▸ Consegna: Trascrivi dal brano sulla scuola di Posillipo il passo tra "Da sempre inserita" e "di Micco Spadaro.", estremi inclusi, senza cambiare nulla.

Cap.42
La scuola di Posillipo ed il mito dell’armonia perduta
All’epoca del Grand Tour Napoli era una delle mete predilette dai
viaggiatori europei e tra questi vi erano anche molti pittori alla
ricerca di panorami da riprendere, ma soprattutto del sole, del mare
e di una luce particolarissima che mutava, ora dopo ora, la
prospettiva e la stessa natura delle cose da fissare sulla tela.
Nei primi decenni dell’Ottocento la capitale borbonica esercitava
una duplice attrazione sugli intellettuali e sugli artisti grazie al
fascino dell’incomparabile bellezza del suo golfo ed al richiamo di
un’antica civiltà riportata alla luce di recente con eccezionale
abbondanza di reperti. Ed a riempire di umanità quello spettacolare
scenario naturale e quel vetusto emporio di arte, che continuava
sorprendentemente a svelarsi giorno dopo giorno, vi era la solare
esuberanza dello spirito partenopeo.
Da sempre inserita come tappa fondamentale nell’itinerario
neoclassico, la città magnetizzò anche l’interesse dei paesisti di
ispirazione romantica da Turner a Corot e, aldilà di questi nomi
famosi, tutta una pletora di francesi, tedeschi, inglesi, svizzeri
ed in generale di nordici, abbacinati dalla potenza della luce. Tra
questi, tolto qualche artista inclinato ad un vedutismo documentario
da cartolina, tutti si attennero ad una colorata topografia di vaga
ascendenza vanvitelliana ovvero ad un paesismo condito di motivi
pittoreschi, che riproponevano in termini piuttosto esteriori gli
attributi romantici del paesaggismo napoletano settecentesco,
derivato dalla lezione di Salvator Rosa e di Micco Spadaro.
Da questa folla poliglotta, intenta a rispondere ad una richiesta
turistica sempre più pressante, si stacca la figura di Antonio
Sminck van Pitloo, un olandese, divenuto napoletano a tutti gli
effetti, che insegnò ai locali a dipingere il paesaggio dal vero.
Egli fu un abile eclettico e seppe ricondurre verso le categorie del
piacevole, dello scenografico e del pittoresco il paesaggio del
Turner, del Constable e di Corot, quasi intendesse accordarlo ai
paesaggi ellenistici delle case di Ercolano e Pompei. Una riuscita
formula di alleggerimento che ebbe molta fortuna e che introdusse a
Napoli, con singolare precedenza rispetto agli altri centri
italiani, la nozione di importanti fatti europei, contribuendo così
a liquidare i ritardatari neoclassici e ad orientare verso una più
fresca scioltezza i nuovi intenti romantici. Il Pitloo riuscì a
suscitare a Napoli quella particolare atmosfera stilistica, tutt’altro
che priva di fascino, che i contemporanei vollero contrassegnare
ironicamente con la definizione di Scuola di Posillipo e che influì
profondamente sulla formazione del maggior paesista napoletano delle
prima metà del secolo: Giacinto Gigante.

▸ Dati forniti:
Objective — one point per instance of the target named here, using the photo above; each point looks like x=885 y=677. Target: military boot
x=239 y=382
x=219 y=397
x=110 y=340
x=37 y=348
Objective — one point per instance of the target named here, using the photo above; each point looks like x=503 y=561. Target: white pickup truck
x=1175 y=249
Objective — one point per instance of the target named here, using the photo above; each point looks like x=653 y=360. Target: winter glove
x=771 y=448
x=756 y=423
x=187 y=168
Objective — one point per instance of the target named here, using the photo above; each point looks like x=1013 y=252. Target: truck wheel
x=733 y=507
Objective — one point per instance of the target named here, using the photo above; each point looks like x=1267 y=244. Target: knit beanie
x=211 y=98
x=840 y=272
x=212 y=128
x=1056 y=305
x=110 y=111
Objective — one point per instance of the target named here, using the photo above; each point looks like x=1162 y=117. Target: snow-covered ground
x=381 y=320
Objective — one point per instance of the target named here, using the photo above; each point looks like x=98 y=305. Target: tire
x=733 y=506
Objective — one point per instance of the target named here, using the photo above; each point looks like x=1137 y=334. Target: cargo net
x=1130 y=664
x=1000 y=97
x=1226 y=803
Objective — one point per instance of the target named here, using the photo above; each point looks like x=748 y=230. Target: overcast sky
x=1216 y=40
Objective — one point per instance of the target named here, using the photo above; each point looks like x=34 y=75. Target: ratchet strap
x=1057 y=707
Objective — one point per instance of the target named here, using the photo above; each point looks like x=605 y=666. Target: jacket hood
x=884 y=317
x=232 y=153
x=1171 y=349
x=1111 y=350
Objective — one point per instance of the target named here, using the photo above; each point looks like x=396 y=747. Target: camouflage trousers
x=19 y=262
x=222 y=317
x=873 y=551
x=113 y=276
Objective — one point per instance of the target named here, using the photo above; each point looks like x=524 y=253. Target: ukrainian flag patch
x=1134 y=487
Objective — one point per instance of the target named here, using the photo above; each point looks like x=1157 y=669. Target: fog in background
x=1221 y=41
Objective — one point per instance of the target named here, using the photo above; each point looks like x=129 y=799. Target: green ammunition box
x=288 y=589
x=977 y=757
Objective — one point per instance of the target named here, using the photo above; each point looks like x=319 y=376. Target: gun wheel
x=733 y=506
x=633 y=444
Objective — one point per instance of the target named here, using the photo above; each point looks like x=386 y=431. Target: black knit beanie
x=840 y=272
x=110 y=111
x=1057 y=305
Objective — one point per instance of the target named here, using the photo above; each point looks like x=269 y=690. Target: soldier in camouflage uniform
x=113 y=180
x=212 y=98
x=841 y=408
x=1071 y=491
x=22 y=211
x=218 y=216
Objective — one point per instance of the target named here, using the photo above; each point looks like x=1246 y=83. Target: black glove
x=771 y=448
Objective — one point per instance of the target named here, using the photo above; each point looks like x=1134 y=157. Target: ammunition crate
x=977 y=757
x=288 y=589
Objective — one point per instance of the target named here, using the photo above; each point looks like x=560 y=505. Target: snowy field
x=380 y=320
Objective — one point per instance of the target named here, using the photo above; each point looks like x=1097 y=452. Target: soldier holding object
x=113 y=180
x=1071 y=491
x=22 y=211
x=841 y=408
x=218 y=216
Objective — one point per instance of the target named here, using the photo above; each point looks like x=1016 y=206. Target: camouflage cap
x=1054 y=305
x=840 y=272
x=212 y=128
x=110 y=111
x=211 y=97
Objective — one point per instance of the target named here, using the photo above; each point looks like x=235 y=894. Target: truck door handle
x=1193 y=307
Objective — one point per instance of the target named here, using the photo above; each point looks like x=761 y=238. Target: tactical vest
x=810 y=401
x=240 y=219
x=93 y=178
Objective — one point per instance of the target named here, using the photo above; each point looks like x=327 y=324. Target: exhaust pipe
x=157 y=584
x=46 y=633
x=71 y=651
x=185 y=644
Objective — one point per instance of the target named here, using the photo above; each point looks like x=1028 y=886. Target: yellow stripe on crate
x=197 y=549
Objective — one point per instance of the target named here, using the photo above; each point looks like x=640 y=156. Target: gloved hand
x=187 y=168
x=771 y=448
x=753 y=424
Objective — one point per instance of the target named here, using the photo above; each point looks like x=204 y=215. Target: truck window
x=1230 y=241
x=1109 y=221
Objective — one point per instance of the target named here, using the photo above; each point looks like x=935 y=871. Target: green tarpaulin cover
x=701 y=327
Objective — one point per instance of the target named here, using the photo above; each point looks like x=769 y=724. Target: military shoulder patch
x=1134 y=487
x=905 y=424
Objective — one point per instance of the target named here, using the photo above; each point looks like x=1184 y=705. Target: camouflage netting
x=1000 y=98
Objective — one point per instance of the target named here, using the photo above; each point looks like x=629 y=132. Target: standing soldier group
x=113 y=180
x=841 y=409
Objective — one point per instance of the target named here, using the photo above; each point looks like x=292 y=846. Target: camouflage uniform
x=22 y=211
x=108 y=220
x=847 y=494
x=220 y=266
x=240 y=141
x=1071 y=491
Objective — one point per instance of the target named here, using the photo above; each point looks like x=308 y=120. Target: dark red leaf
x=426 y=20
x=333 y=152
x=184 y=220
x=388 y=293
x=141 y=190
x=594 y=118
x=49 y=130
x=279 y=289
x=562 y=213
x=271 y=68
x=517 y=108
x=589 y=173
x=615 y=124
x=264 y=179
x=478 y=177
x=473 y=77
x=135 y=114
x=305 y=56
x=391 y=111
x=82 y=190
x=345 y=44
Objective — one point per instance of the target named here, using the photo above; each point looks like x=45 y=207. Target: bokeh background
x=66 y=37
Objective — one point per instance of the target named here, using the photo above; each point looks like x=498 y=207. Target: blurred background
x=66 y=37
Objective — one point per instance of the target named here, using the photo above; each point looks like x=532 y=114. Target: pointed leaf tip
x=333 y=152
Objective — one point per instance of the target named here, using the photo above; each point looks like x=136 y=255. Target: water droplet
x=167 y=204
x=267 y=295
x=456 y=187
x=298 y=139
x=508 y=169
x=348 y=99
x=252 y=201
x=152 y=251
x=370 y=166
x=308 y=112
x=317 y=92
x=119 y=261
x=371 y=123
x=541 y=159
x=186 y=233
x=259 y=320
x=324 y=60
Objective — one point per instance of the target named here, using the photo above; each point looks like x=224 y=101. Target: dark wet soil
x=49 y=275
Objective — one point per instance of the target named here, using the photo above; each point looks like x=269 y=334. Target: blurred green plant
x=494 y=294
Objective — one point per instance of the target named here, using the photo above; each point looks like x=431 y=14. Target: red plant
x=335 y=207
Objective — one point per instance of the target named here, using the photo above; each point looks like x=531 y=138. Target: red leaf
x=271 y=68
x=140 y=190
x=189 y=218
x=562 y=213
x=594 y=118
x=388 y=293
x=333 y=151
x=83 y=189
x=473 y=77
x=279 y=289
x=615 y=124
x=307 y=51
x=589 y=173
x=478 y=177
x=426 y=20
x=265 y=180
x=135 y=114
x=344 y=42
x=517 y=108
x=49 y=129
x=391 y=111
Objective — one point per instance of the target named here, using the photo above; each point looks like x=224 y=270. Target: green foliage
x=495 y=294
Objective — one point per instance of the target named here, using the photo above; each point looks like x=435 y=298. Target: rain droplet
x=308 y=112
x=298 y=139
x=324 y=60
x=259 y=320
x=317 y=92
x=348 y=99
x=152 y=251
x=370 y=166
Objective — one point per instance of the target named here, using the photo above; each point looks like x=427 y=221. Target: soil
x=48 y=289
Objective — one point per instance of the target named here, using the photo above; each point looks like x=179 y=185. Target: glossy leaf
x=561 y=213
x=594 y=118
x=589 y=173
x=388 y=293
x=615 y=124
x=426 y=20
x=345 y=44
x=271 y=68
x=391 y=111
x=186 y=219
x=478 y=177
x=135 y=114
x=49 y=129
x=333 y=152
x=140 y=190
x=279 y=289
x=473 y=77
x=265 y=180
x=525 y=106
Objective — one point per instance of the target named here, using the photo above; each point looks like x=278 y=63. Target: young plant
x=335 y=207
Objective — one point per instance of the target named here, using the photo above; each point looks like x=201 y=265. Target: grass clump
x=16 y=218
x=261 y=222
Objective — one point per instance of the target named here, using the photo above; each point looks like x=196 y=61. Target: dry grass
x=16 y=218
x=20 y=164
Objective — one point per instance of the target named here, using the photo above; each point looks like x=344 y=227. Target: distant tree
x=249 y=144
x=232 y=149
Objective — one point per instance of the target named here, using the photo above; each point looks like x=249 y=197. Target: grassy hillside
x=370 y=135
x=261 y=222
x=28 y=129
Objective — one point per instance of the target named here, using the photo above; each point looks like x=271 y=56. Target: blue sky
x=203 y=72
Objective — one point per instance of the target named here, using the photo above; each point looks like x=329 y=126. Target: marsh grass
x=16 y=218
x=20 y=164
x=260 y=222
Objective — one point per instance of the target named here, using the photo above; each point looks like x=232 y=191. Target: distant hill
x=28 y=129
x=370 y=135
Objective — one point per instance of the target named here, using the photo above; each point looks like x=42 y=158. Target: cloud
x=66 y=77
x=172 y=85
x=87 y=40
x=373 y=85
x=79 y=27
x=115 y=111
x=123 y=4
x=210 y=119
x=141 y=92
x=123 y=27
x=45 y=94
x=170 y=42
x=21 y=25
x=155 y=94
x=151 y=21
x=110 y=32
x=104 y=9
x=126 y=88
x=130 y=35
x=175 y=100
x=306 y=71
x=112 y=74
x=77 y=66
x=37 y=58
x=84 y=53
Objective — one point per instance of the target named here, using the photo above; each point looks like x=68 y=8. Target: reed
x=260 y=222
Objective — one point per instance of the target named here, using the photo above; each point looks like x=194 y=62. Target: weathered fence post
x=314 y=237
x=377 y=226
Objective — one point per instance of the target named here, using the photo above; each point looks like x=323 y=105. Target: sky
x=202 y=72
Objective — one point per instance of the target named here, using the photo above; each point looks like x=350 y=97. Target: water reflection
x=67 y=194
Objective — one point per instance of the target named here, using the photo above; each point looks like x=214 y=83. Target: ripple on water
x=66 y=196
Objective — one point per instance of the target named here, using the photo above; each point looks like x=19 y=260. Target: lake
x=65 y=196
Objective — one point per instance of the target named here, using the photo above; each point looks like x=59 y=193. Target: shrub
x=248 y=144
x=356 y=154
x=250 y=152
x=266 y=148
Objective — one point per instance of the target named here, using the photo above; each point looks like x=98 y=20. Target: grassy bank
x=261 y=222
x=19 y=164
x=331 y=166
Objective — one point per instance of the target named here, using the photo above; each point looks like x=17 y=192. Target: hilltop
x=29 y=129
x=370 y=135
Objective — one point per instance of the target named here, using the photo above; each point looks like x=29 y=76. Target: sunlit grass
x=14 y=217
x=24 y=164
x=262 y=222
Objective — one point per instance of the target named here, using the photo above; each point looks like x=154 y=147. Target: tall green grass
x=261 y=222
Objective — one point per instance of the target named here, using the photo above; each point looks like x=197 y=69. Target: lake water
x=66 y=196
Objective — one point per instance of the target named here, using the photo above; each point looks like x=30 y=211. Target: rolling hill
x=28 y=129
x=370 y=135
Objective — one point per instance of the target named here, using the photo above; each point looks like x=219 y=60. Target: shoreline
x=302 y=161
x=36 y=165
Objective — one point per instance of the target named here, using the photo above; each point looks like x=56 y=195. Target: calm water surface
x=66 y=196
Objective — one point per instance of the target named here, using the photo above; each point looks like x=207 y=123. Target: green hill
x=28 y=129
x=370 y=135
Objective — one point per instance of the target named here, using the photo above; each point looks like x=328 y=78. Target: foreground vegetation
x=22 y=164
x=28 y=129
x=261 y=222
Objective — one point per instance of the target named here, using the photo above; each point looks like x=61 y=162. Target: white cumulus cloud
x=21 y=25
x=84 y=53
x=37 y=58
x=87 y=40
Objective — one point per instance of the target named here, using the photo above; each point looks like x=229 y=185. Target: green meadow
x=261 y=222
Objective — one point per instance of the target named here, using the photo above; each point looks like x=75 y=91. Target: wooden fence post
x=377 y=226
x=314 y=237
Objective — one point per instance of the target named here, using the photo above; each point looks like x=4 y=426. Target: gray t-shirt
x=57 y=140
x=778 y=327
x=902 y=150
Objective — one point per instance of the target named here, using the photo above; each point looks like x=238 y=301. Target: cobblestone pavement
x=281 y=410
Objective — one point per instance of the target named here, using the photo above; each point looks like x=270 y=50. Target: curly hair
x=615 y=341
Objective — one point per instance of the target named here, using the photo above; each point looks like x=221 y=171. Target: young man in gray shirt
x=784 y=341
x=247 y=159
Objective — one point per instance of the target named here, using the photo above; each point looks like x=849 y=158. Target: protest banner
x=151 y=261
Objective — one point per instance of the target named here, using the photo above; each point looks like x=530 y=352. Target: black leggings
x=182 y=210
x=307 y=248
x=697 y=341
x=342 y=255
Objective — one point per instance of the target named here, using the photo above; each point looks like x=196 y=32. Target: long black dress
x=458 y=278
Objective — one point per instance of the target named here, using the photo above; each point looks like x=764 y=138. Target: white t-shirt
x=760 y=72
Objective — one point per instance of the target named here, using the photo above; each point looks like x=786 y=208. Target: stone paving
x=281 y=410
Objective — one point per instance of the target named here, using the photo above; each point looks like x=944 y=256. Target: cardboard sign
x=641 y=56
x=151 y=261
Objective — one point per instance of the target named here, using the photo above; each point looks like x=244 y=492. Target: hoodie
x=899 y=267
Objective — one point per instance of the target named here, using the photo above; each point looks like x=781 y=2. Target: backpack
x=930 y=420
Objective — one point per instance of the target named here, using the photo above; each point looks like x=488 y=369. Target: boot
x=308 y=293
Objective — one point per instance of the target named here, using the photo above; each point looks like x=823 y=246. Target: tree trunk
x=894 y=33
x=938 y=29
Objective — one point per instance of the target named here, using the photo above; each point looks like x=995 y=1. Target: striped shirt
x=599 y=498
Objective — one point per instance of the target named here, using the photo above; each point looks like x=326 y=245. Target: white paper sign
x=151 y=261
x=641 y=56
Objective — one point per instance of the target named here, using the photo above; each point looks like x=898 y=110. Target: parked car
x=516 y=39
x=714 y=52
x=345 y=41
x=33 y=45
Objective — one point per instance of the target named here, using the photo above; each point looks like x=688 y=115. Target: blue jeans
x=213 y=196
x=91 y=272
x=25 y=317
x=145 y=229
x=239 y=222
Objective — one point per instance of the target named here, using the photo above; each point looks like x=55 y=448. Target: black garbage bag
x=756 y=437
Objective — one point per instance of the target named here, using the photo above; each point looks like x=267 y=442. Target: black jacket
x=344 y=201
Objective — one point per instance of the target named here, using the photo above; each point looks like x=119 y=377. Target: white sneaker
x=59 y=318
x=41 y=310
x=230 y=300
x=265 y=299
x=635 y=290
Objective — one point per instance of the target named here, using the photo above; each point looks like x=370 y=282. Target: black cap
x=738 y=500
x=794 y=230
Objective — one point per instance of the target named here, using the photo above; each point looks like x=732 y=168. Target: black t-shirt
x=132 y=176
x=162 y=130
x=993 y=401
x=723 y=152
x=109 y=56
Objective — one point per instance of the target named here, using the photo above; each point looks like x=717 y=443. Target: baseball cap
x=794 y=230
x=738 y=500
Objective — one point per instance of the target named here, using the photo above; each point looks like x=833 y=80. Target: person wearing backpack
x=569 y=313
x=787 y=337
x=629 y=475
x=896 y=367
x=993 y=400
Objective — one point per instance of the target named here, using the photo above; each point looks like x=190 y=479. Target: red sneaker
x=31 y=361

▸ Risposta corretta:
Da sempre inserita come tappa fondamentale nell’itinerario
neoclassico, la città magnetizzò anche l’interesse dei paesisti di
ispirazione romantica da Turner a Corot e, aldilà di questi nomi
famosi, tutta una pletora di francesi, tedeschi, inglesi, svizzeri
ed in generale di nordici, abbacinati dalla potenza della luce. Tra
questi, tolto qualche artista inclinato ad un vedutismo documentario
da cartolina, tutti si attennero ad una colorata topografia di vaga
ascendenza vanvitelliana ovvero ad un paesismo condito di motivi
pittoreschi, che riproponevano in termini piuttosto esteriori gli
attributi romantici del paesaggismo napoletano settecentesco,
derivato dalla lezione di Salvator Rosa e di Micco Spadaro.